[Records from a data source]
^^^^^^^^
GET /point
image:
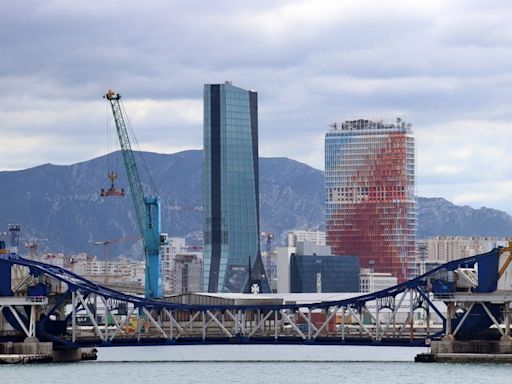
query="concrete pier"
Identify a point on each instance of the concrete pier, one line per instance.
(30, 352)
(473, 351)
^^^^^^^^
» What is expected
Please return exactly the lines that run from the line with "Identify a point" through the end of the records above, both included, and nothing more.

» Solution below
Identify a point on each instance of the concrete pier, one line per instance.
(30, 352)
(473, 351)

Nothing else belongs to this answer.